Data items
## BEGIN

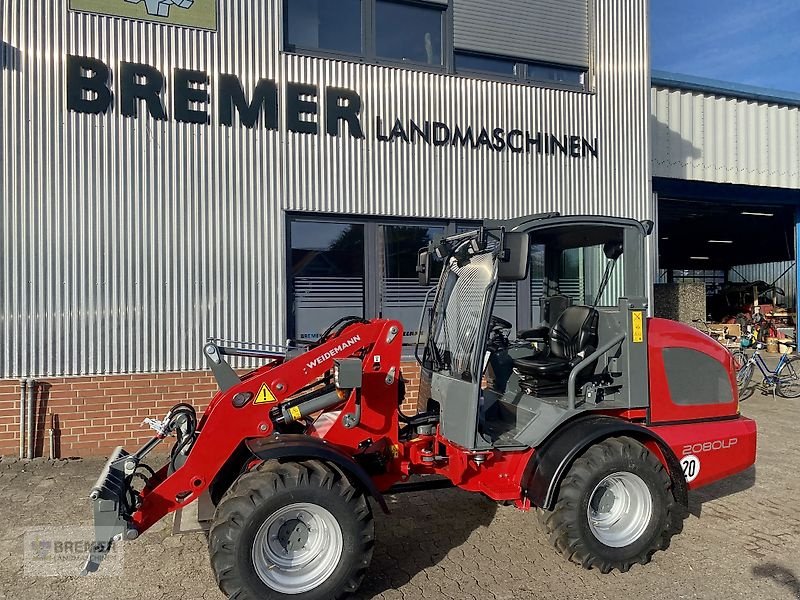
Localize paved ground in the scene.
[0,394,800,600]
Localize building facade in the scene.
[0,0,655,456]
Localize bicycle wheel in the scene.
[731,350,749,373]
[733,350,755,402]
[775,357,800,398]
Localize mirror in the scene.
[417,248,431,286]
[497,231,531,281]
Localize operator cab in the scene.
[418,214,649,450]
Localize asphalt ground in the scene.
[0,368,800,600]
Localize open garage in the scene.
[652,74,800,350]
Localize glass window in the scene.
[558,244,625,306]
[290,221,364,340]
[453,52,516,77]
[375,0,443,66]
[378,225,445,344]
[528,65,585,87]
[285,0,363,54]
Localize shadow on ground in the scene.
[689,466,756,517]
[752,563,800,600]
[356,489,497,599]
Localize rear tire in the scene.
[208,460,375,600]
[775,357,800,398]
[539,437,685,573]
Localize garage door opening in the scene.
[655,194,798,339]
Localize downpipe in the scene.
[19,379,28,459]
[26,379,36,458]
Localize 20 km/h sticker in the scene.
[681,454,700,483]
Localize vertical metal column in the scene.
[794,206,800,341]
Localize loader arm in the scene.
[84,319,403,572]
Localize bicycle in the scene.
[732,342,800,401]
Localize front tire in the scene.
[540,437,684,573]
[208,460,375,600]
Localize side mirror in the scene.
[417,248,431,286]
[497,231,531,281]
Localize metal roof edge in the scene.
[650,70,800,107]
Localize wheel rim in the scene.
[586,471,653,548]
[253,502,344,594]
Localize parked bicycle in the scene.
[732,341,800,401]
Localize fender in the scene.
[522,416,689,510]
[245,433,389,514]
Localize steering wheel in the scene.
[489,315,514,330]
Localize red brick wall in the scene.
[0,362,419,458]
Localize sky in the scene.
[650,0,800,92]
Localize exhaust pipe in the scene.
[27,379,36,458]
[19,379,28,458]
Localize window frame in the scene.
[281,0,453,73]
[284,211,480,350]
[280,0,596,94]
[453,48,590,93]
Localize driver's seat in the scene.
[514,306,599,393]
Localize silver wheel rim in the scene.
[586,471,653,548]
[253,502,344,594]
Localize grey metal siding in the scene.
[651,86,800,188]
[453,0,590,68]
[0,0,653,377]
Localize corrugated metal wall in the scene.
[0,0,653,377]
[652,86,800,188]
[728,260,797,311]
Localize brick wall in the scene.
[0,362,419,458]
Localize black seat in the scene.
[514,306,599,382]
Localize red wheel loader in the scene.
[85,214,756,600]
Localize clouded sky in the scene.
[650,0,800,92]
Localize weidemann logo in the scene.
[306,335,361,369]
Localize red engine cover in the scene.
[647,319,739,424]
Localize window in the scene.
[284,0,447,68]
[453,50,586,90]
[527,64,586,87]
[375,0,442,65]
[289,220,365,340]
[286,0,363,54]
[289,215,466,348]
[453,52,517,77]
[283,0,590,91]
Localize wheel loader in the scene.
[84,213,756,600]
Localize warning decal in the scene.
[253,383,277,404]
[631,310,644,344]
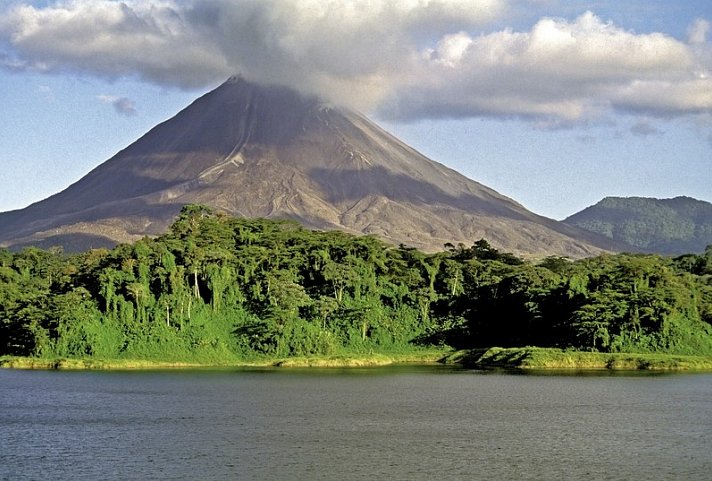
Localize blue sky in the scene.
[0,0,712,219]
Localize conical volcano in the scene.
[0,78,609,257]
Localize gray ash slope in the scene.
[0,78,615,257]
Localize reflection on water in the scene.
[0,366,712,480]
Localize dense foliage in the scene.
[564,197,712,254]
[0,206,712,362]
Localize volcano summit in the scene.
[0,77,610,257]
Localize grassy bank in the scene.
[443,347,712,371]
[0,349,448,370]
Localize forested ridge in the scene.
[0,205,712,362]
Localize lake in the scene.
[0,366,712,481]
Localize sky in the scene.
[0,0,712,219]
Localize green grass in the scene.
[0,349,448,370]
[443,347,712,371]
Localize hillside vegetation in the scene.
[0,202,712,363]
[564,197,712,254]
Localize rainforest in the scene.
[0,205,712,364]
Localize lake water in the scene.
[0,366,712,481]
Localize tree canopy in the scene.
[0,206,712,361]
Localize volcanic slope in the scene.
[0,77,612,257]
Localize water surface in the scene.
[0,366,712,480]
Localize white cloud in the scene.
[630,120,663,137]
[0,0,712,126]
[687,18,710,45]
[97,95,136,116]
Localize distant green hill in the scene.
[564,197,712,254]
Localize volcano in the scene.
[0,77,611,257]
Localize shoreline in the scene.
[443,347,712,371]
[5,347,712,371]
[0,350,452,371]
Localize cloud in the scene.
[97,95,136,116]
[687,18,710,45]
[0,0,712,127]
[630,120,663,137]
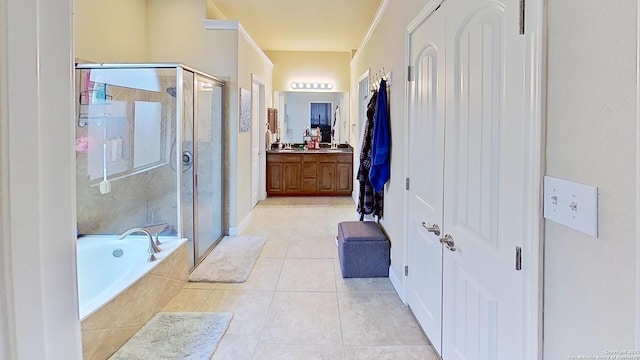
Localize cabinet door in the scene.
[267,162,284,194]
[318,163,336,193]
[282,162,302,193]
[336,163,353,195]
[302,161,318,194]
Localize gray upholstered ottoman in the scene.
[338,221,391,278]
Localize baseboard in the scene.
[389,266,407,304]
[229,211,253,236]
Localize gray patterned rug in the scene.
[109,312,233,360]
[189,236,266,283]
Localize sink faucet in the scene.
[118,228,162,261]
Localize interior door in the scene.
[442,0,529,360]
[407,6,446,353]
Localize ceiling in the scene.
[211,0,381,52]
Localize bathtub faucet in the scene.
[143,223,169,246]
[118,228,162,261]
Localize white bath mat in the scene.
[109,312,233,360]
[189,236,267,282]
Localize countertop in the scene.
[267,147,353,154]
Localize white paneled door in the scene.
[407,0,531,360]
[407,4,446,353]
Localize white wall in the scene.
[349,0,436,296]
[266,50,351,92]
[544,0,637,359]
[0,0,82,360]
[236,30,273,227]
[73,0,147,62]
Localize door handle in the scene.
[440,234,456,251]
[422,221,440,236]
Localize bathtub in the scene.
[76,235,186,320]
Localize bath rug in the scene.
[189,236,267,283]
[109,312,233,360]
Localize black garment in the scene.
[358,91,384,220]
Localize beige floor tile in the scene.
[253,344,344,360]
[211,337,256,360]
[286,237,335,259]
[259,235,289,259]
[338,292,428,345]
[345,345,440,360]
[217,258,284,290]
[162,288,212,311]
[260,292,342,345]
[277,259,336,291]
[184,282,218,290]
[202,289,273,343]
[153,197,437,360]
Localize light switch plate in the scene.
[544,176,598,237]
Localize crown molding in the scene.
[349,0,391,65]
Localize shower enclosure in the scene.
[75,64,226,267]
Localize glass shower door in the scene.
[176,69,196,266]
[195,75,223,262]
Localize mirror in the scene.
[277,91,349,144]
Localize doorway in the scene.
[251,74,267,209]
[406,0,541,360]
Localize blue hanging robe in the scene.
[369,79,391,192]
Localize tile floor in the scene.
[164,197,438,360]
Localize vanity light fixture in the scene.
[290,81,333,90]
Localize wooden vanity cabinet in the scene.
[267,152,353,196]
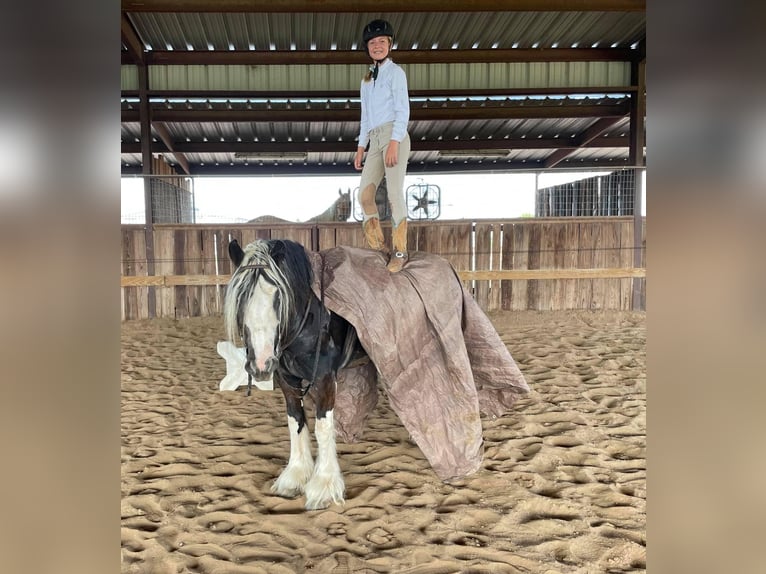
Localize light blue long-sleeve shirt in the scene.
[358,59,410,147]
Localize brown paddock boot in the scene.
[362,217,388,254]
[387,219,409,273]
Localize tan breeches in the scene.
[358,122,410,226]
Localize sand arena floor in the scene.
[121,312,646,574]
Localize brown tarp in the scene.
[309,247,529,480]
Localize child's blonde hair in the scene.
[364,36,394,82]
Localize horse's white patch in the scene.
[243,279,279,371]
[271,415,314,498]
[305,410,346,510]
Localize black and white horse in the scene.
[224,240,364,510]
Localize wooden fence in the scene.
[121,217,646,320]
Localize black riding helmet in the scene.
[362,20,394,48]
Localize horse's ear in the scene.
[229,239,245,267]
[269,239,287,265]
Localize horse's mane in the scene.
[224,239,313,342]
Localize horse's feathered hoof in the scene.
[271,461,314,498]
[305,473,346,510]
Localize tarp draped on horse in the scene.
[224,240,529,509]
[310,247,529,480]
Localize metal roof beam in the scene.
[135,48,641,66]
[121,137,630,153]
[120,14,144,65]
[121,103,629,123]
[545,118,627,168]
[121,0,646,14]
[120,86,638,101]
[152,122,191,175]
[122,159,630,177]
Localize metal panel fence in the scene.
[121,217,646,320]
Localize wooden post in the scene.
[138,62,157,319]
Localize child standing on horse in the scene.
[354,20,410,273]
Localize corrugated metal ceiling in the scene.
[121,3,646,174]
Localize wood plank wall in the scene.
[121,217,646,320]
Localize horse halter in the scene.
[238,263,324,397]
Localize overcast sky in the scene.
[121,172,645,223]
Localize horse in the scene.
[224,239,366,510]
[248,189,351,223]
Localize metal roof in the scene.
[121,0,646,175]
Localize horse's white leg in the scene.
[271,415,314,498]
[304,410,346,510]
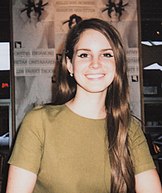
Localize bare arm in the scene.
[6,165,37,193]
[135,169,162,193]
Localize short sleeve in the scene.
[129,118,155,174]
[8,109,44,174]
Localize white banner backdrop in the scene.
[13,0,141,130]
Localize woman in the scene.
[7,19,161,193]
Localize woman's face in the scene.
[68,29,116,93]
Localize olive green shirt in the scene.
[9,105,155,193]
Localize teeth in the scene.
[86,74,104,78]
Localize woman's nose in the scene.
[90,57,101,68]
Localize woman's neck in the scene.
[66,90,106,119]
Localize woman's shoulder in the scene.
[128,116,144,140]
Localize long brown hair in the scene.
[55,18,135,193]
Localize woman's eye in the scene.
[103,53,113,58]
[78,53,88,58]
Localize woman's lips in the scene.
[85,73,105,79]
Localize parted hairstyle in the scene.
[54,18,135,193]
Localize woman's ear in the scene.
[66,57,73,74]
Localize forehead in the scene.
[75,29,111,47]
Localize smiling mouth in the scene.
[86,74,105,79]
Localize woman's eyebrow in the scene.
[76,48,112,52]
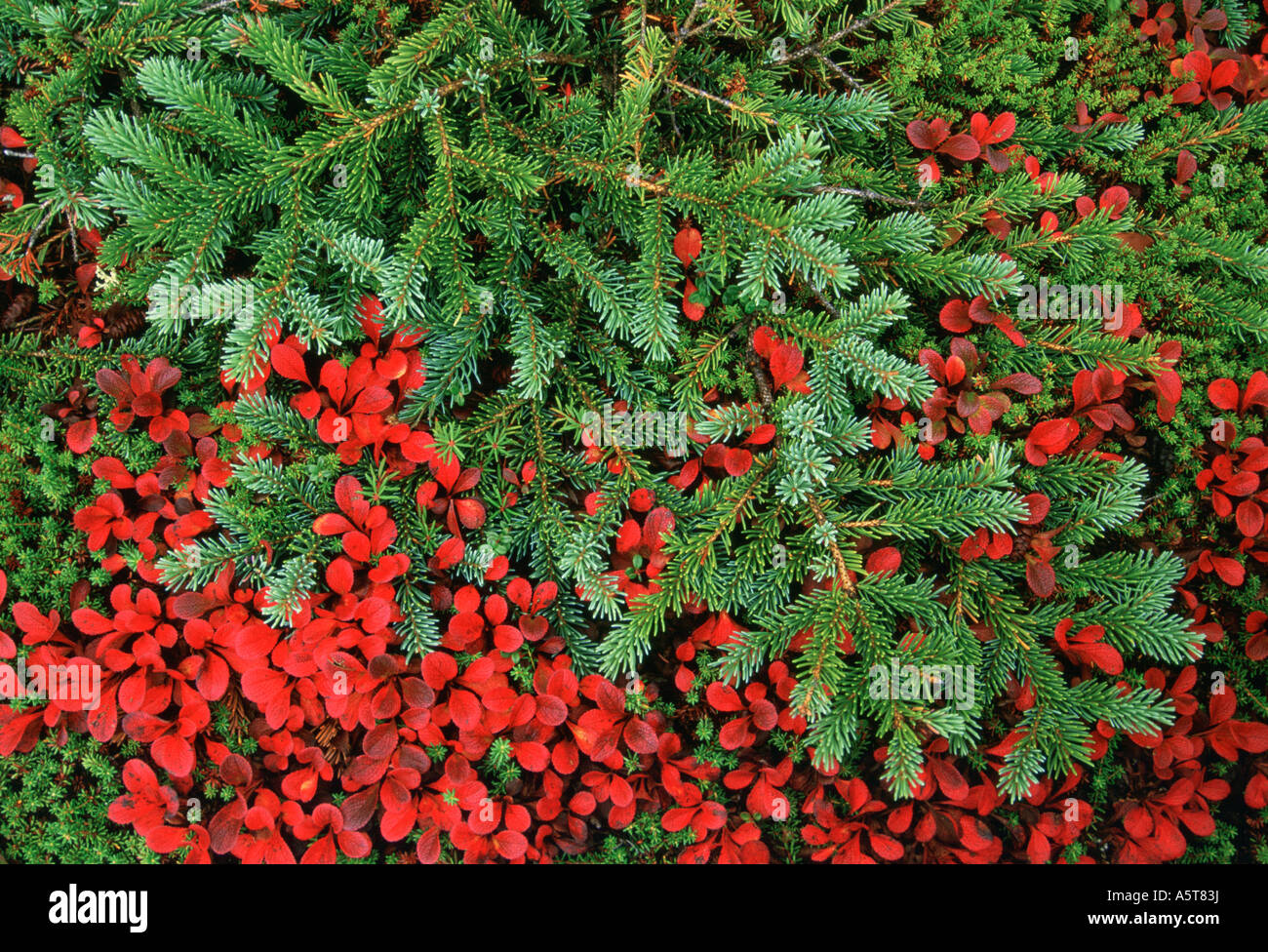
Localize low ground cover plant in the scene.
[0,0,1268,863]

## END

Rewrite everything from the start of the rows down to the line containing "[655,194,798,339]" as a numbered list, skipping blank lines. Leave the pictures out.

1. Localize paved ground in the scene.
2. [0,394,800,600]
3. Localize building facade in the scene.
4. [0,0,655,456]
5. Localize bicycle wheel in the scene.
6. [731,350,749,373]
7. [733,350,755,402]
8. [775,357,800,398]
9. Localize mirror in the scene.
10. [417,248,431,286]
11. [497,231,531,281]
12. Localize operator cab in the scene.
13. [418,214,649,450]
14. Localize asphalt ground in the scene.
15. [0,368,800,600]
16. Localize open garage in the scene.
17. [652,74,800,350]
18. Localize glass window in the scene.
19. [558,244,625,306]
20. [290,221,364,340]
21. [453,52,516,77]
22. [375,0,443,66]
23. [378,225,445,344]
24. [528,65,585,87]
25. [285,0,363,54]
26. Localize shadow on ground in the scene.
27. [689,466,756,517]
28. [752,563,800,600]
29. [356,489,497,599]
30. Localize rear tire in the scene.
31. [208,460,375,600]
32. [775,357,800,398]
33. [539,437,685,573]
34. Localize garage door opening in the scene.
35. [655,194,798,339]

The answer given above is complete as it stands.